OBJECTIVE
Find every line in the items below that contains the word "yellow", and copy each of those lines.
====================
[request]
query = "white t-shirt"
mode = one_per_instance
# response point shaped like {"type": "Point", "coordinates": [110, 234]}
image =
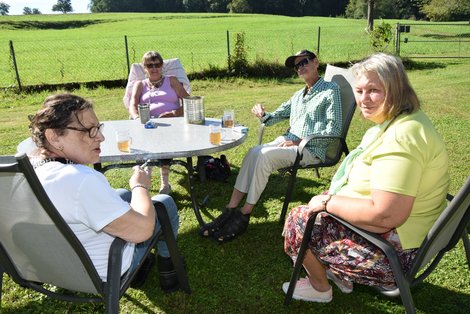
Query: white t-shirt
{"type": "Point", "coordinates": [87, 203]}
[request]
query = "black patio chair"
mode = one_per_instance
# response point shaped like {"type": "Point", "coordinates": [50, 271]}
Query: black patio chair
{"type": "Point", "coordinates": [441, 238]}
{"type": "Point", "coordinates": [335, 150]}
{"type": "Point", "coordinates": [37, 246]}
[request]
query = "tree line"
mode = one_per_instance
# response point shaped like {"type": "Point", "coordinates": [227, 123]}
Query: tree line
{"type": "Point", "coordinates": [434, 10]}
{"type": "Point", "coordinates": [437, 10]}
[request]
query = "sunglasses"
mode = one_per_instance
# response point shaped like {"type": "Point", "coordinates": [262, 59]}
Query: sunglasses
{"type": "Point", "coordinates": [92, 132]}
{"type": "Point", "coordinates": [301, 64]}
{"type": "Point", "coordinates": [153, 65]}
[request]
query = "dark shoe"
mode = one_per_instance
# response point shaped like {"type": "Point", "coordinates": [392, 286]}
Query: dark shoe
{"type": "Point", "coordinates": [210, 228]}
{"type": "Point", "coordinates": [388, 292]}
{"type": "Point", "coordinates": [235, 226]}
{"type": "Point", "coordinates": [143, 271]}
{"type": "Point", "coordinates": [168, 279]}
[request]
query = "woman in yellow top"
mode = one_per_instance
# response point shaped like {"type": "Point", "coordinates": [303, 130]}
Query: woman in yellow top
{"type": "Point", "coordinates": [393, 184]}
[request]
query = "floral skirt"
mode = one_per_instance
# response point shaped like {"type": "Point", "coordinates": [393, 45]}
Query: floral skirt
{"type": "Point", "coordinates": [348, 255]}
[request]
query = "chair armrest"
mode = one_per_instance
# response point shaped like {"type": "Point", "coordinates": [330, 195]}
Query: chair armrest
====================
EXERCISE SOLUTION
query = "woman in yellow top"
Query: woman in yellow top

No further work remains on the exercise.